◆ **Opdrachten**
a – Noem elk bedrijf, elke instelling en elk land dat in het fragment over Ryanair bij naam voorkomt.
b – Beantwoord deze vragen over het fragment over Ryanair, elk op een eigen regel:
(i) In welke overweging van het litigieuze besluit staat dat luchtvaartmaatschappijen met een Zweedse vergunning hun hoofdvestiging in Zweden hebben?
(ii) Op grond van welk artikel vindt de rechtmatigheidstoetsing plaats?
(iii) Op welke datum is het arrest World Duty Free Group en Spanje/Commissie gewezen?
c – Schrijf het fragment over Ryanair verder vanaf het punt waar het ophoudt.

◆ **Tekstfragment**
* * *
48      In dit verband voert Ryanair met een eerste grief in wezen aan dat het Gerecht – door met name in punt 40 van het bestreden arrest te verklaren dat het criterium van het bezit van een vergunning die is afgegeven door de lidstaat die de steun verleent, het mogelijk maakte om te controleren hoe de begunstigden de steun gebruiken – een rechtvaardiging heeft aangevoerd die niet voorkwam in het litigieuze besluit, zodat het zijn eigen motivering in de plaats heeft gesteld van de motivering die de Commissie heeft verstrekt ter ondersteuning van dat besluit.

49      Hoewel uit de rechtspraak van het Hof blijkt dat in het kader van de rechtmatigheidstoetsing krachtens artikel 263 VWEU het Hof en het Gerecht in geen geval hun eigen motivering in de plaats mogen stellen van die van de instelling die de bestreden handeling heeft vastgesteld (zie in die zin arrest van 6 oktober 2021, World Duty Free Group en Spanje/Commissie, C‑51/19 P en C‑64/19 P, EU:C:2021:793, punt 70 en aldaar aangehaalde rechtspraak), zij erop gewezen dat de Commissie in overweging 43 van het litigieuze besluit vermeldt dat luchtvaartmaatschappijen met een Zweedse vergunning hun hoofdvestiging in Zweden hebben en aldaar onderworpen zijn aan regelmatig toezicht op hun financiële situatie, zodat het Gerecht er in punt 40 van het bestreden arrest mee heeft volstaan te antwoorden op het in punt 38 van dat arrest vermelde betoog van rekwirante, de motivering van het litigieuze besluit toe te lichten en meer in het bijzonder bepaalde aanwijzingen af te leiden uit de daarin opgenomen informatie, zonder dat het evenwel de motivering van dat besluit heeft vervangen.
* * *
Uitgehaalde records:
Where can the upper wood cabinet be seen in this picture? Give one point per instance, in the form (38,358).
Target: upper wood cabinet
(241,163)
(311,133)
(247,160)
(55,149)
* * *
◆ **Antwoorden per opdracht**
a – Ryanair, het Gerecht, de Commissie, het Hof, World Duty Free Group, Spanje, Zweden

b –
(i) Overweging 43
(ii) Artikel 263 VWEU
(iii) 6 oktober 2021

c –
50      Wat betreft de tweede grief die wordt aangevoerd in het derde onderdeel van het eerste middel, dient te worden geconstateerd dat het Gerecht, op basis van de uiteenzetting in de punten 40 tot en met 42 van het bestreden arrest, ten eerste in punt 43 van dat arrest heeft geoordeeld dat het Koninkrijk Zweden – door het voordeel van de steunregeling in kwestie te beperken tot luchtvaartmaatschappijen die een Zweedse vergunning hebben en die dus hun hoofdvestiging in Zweden hebben – in wezen op rechtmatige wijze heeft getracht om zich ervan te vergewissen dat er een duurzame band bestond tussen Zweden en de luchtvaartmaatschappijen die de door het Koninkrijk Zweden verstrekte garantie genieten, en ten tweede in punt 44 van dat arrest heeft geoordeeld dat het steunverleningscriterium van het beschikken over een Zweedse vergunning bijgevolg geschikt was om het doel – te weten de opheffing van de ernstige verstoring in de Zweedse economie – te bereiken.

51      In de eerste plaats heeft het Gerecht zich in de punten 43 en 44 van het bestreden arrest enkel op verordening nr. 1008/2008 gebaseerd om de specificiteit en de stabiliteit vast te stellen van de band tussen luchtvaartmaatschappijen met een exploitatievergunning en de lidstaat die deze vergunning heeft afgegeven, gelet op de bepalingen van deze verordening die van toepassing zijn op hun betrekkingen en met name op de financiële controles die de autoriteiten van die lidstaat op die luchtvaartmaatschappijen uitoefenen. Dat deze controles niet specifiek betrekking hebben op het gebruik van de aan luchtvaartmaatschappijen met een Zweedse vergunning toegekende steun of dat het gebruik van deze steun ook kan worden gecontroleerd bij luchtvaartmaatschappijen die niet over een Zweedse vergunning beschikken – zoals Ryanair betoogt – is als zodanig niet van invloed op de beoordeling van die band om vast te stellen of de criteria voor steunverlening geschikt zijn om de met de steunregeling in kwestie nagestreefde doelstelling te bereiken.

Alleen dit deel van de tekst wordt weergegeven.